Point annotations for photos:
§

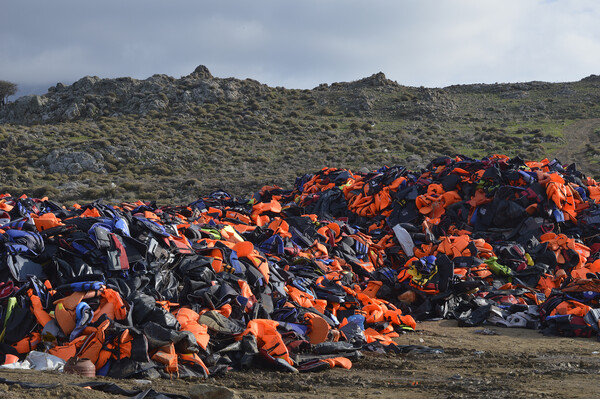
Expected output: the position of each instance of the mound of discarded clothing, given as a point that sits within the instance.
(302, 279)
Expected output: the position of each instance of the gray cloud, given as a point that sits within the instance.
(301, 44)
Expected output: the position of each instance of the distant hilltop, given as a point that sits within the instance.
(92, 97)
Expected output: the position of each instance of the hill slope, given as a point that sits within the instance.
(174, 139)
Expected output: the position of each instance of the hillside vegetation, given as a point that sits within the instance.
(173, 140)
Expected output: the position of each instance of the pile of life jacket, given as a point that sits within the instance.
(303, 279)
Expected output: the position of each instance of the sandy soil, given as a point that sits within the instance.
(512, 363)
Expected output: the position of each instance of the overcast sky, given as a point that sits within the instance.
(300, 43)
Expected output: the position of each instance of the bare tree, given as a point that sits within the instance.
(6, 89)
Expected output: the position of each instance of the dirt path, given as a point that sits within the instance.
(513, 363)
(577, 136)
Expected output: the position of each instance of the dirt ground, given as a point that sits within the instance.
(510, 363)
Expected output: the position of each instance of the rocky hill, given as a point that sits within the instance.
(172, 139)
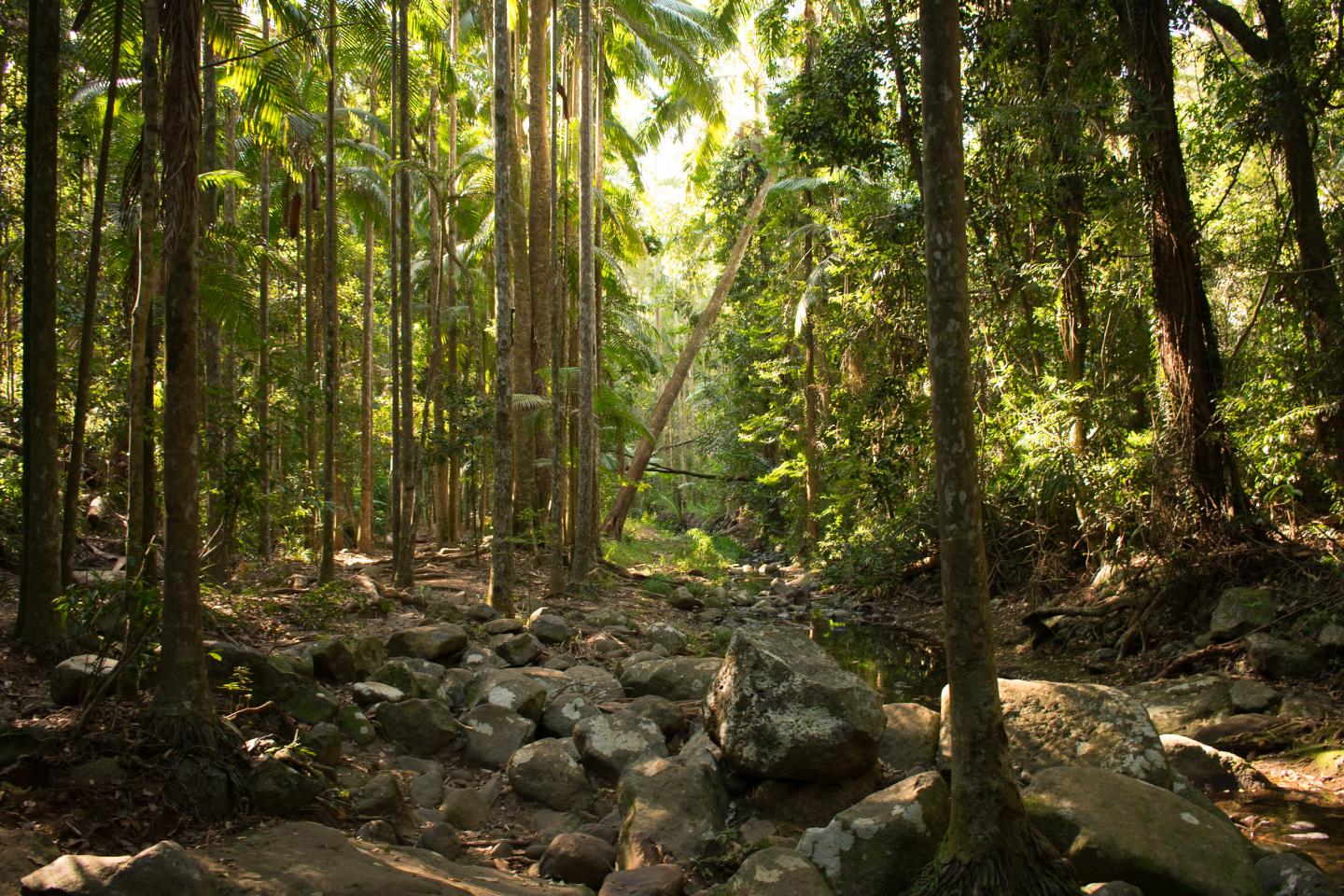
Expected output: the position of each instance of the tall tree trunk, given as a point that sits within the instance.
(74, 470)
(182, 699)
(989, 847)
(501, 546)
(39, 580)
(263, 339)
(585, 550)
(139, 526)
(1185, 340)
(327, 567)
(614, 522)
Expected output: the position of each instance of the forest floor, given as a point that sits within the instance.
(103, 794)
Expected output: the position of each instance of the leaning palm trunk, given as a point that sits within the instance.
(614, 522)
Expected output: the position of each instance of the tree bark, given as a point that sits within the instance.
(74, 469)
(39, 581)
(501, 547)
(989, 847)
(614, 522)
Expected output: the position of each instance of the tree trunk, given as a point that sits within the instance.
(327, 566)
(1185, 340)
(74, 470)
(614, 522)
(501, 546)
(989, 847)
(182, 699)
(39, 581)
(139, 528)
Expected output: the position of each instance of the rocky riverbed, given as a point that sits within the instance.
(681, 737)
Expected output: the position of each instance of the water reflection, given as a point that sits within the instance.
(901, 665)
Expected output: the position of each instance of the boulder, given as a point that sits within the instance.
(1114, 826)
(1240, 611)
(421, 727)
(494, 734)
(669, 812)
(652, 880)
(76, 678)
(779, 707)
(675, 678)
(880, 844)
(1053, 723)
(519, 651)
(1209, 768)
(910, 739)
(1184, 706)
(578, 859)
(440, 641)
(1281, 658)
(509, 688)
(547, 771)
(777, 872)
(1291, 875)
(609, 743)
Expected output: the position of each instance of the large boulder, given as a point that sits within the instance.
(1184, 706)
(669, 812)
(610, 743)
(910, 739)
(1117, 828)
(439, 641)
(1053, 723)
(547, 771)
(879, 846)
(1240, 611)
(779, 707)
(777, 872)
(421, 727)
(675, 679)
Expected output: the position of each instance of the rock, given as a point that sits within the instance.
(1291, 875)
(509, 688)
(440, 837)
(413, 676)
(880, 844)
(550, 629)
(421, 727)
(1249, 694)
(1240, 611)
(547, 771)
(652, 880)
(323, 740)
(1053, 723)
(381, 795)
(566, 709)
(910, 739)
(1114, 826)
(777, 872)
(519, 651)
(76, 678)
(781, 707)
(669, 812)
(610, 743)
(663, 712)
(465, 807)
(355, 725)
(345, 658)
(1209, 768)
(578, 859)
(278, 789)
(1280, 658)
(665, 635)
(494, 734)
(439, 641)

§

Stated problem:
Quote the material exactly. Pictures stay out.

Task answer:
Expected output: the position of each instance of the mound of discarded clothing, given as a point that sits within the instance.
(302, 279)
Expected output: the position of each instance of the gray cloud, given as a point that sits within the instance.
(301, 44)
Expected output: the position of each instance of the distant hilltop, given as a point that sits within the instance.
(92, 97)
Expected output: the position of each instance of the hill slope, given as a point that sits within the instance.
(174, 139)
Expected output: the position of each instance of the hillside vegetation, given as a point that sits within the instance.
(173, 140)
Expected output: the position of each instance of the pile of life jacket, given as a point that sits within the instance.
(303, 279)
Expected output: the position of each instance of the sandy soil, given as a point that sits within the instance.
(512, 363)
Expected output: the position of each instance of the overcast sky, given as a point that sits within the instance.
(300, 43)
Expected output: the position of each instance of the bare tree, given as a point that sits within the instance.
(6, 89)
Expected output: the position of each instance of the dirt path, given as a point that sits within the instance.
(513, 363)
(577, 136)
Expected output: the position of each instance of the dirt ground, given as a point that sits within the instance.
(510, 363)
Expected output: the position of each instance of the rocky hill, given as a point that sits within the instance.
(172, 139)
Expected output: the position of each instance of the tall tree trunk, given as a point that sits within the instance.
(74, 470)
(182, 699)
(989, 847)
(501, 546)
(39, 580)
(263, 339)
(585, 550)
(139, 526)
(1185, 340)
(327, 567)
(614, 522)
Expected output: the position of each instance of the forest floor, given as a point that sits within the instance.
(103, 794)
Expected output: the position of each instance of the leaning palm trunk, given as a point that sits within the instance.
(614, 522)
Expected output: the position of each instance of the tree bark, given as a point that sits within the instance.
(74, 469)
(39, 581)
(501, 547)
(989, 847)
(614, 522)
Expected output: the position of each instance of the tree trunk, given as a point that sits within the instance.
(327, 566)
(1185, 340)
(74, 470)
(614, 522)
(501, 546)
(989, 847)
(182, 699)
(39, 581)
(139, 528)
Expected output: the position of each instance of the rocky riverbed, given as a point that sits within the instance.
(681, 737)
Expected output: the position of each instance of the water reflection, given as a point that sits within the instance.
(901, 665)
Expected output: the position of each instance of the boulder, given as a point that sits within the instance.
(1114, 826)
(1240, 611)
(421, 727)
(494, 734)
(669, 812)
(652, 880)
(76, 678)
(779, 707)
(675, 678)
(880, 844)
(1053, 723)
(519, 651)
(1209, 768)
(910, 739)
(1184, 706)
(578, 859)
(440, 641)
(1281, 658)
(509, 688)
(547, 771)
(777, 872)
(1291, 875)
(609, 743)
Expected output: the position of each instance of the large boulder, given as a point that sits within the instance.
(1184, 706)
(669, 812)
(610, 743)
(910, 739)
(1117, 828)
(439, 641)
(1053, 723)
(547, 771)
(879, 846)
(1240, 611)
(779, 707)
(777, 872)
(421, 727)
(675, 679)
Expected output: the position of each instance of the rock, given as a point that sits within the instance.
(1291, 875)
(509, 688)
(440, 837)
(413, 676)
(880, 844)
(550, 629)
(421, 727)
(1249, 694)
(1240, 611)
(547, 771)
(652, 880)
(323, 740)
(1053, 723)
(381, 795)
(566, 709)
(910, 739)
(1114, 826)
(777, 872)
(519, 651)
(76, 678)
(781, 707)
(669, 812)
(610, 743)
(663, 712)
(465, 807)
(355, 725)
(345, 658)
(1209, 768)
(578, 859)
(278, 789)
(1280, 658)
(665, 635)
(494, 734)
(439, 641)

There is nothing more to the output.